*** Given records ***

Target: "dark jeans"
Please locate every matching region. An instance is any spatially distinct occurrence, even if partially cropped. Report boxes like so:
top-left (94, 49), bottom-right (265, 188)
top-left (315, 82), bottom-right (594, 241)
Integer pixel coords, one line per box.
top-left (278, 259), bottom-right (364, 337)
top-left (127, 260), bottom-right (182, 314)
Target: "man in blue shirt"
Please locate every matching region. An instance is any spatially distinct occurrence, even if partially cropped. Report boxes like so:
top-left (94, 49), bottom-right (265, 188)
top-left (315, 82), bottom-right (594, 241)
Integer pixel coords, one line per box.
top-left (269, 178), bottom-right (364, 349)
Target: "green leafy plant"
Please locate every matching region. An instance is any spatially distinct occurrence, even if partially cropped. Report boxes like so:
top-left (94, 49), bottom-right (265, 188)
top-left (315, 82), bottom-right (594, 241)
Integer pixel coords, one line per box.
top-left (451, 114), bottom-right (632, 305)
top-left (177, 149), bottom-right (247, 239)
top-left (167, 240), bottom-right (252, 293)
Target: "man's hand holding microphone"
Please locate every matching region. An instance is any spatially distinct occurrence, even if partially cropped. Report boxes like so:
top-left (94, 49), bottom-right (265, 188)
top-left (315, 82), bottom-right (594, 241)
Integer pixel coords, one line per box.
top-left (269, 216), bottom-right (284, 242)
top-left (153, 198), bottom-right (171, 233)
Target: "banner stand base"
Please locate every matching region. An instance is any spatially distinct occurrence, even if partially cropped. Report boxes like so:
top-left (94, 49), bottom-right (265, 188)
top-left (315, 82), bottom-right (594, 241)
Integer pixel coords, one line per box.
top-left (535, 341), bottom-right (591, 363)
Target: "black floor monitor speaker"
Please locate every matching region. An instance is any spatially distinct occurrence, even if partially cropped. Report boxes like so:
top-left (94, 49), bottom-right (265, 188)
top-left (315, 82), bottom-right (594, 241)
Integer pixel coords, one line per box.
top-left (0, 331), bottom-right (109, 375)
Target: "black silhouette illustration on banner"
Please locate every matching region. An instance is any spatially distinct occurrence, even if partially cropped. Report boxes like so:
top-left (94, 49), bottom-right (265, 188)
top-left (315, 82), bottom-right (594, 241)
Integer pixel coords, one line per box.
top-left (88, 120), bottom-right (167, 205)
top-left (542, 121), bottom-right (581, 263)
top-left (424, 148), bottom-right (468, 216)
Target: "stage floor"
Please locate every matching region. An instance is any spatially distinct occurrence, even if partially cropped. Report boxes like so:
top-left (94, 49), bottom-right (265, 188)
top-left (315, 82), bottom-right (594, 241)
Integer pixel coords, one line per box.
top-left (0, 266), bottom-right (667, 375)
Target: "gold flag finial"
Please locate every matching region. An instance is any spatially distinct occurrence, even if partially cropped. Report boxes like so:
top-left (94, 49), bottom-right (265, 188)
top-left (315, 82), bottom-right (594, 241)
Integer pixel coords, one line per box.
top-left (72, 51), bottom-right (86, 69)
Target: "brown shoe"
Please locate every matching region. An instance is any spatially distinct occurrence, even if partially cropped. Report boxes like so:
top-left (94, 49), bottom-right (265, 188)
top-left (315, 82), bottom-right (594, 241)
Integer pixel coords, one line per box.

***

Goal: Render every line of the stored dataset items above as a numbered list, omitting any blank lines.

Reply to the task:
1. Target: "dark jeans"
2. Please locate every matching region. An instance is any spatially distinct occurrence, even if partially cropped. Report boxes like so:
3. top-left (94, 49), bottom-right (265, 188)
4. top-left (315, 82), bottom-right (594, 241)
5. Integer pixel coords, one line per box.
6. top-left (278, 259), bottom-right (364, 337)
7. top-left (127, 260), bottom-right (182, 314)
8. Target: "man in blue shirt"
9. Please locate every matching region. An instance is any spatially distinct occurrence, even if partially cropped. Report boxes like so:
10. top-left (94, 49), bottom-right (265, 188)
11. top-left (315, 82), bottom-right (594, 241)
12. Integer pixel coords, one line per box.
13. top-left (269, 178), bottom-right (364, 349)
14. Target: "green leafy plant"
15. Please locate every matching region. An instance is any spatially distinct occurrence, even if partially cropped. Report boxes like so:
16. top-left (94, 49), bottom-right (265, 188)
17. top-left (315, 82), bottom-right (594, 241)
18. Integer pixel coords, one line per box.
19. top-left (451, 114), bottom-right (632, 305)
20. top-left (177, 149), bottom-right (247, 239)
21. top-left (167, 240), bottom-right (252, 293)
22. Target: "man's hand holding microphone"
23. Please locate every matching region. An instance is any spatially distinct occurrence, even if partially cropped. Report boxes like so:
24. top-left (94, 49), bottom-right (265, 188)
25. top-left (315, 82), bottom-right (594, 241)
26. Integer pixel coords, one line per box.
27. top-left (269, 216), bottom-right (284, 242)
28. top-left (153, 198), bottom-right (171, 233)
29. Target: "banner stand base"
30. Please locate every matching region. An instance is any spatially distinct occurrence, even if partially cropped. Report boxes like so:
31. top-left (94, 49), bottom-right (265, 188)
32. top-left (315, 82), bottom-right (594, 241)
33. Integer pixel coords, one line per box.
34. top-left (535, 341), bottom-right (591, 363)
35. Target: "black floor monitor speaker"
36. Please locate every matching region. An instance is any spatially distinct occurrence, even if partially cropped. Report boxes like so:
37. top-left (94, 49), bottom-right (265, 188)
38. top-left (315, 82), bottom-right (594, 241)
39. Integer pixel coords, one line per box.
40. top-left (0, 331), bottom-right (109, 375)
41. Target: "black silhouette illustration on banner"
42. Please locate every matching region. An instance is any spatially distinct occurrence, even if partially cropped. Report boxes like so:
43. top-left (94, 49), bottom-right (265, 188)
44. top-left (315, 82), bottom-right (594, 241)
45. Integer pixel coords, one line per box.
46. top-left (88, 120), bottom-right (167, 205)
47. top-left (542, 121), bottom-right (581, 263)
48. top-left (424, 148), bottom-right (468, 216)
49. Target: "stage floor"
50. Please locate every matching region. An instance is any spatially distinct occurrence, even if partially cropped. Report boxes like so:
51. top-left (94, 49), bottom-right (265, 188)
52. top-left (315, 82), bottom-right (594, 241)
53. Integer pixel coords, one line per box.
54. top-left (0, 266), bottom-right (667, 375)
55. Target: "gold flag finial"
56. Please locate every matching region. An instance is any spatially distinct occurrence, even if partially cropped. Report boxes like so:
57. top-left (94, 49), bottom-right (265, 188)
58. top-left (315, 82), bottom-right (594, 241)
59. Integer pixel coords, one line per box.
60. top-left (72, 51), bottom-right (86, 69)
61. Target: "brown shoe"
62. Please locate every matching region. An instance is any spatially distinct occurrence, even if partially cropped. Report boxes like so:
63. top-left (94, 49), bottom-right (265, 188)
64. top-left (315, 82), bottom-right (594, 241)
65. Integer pixel coords, one line per box.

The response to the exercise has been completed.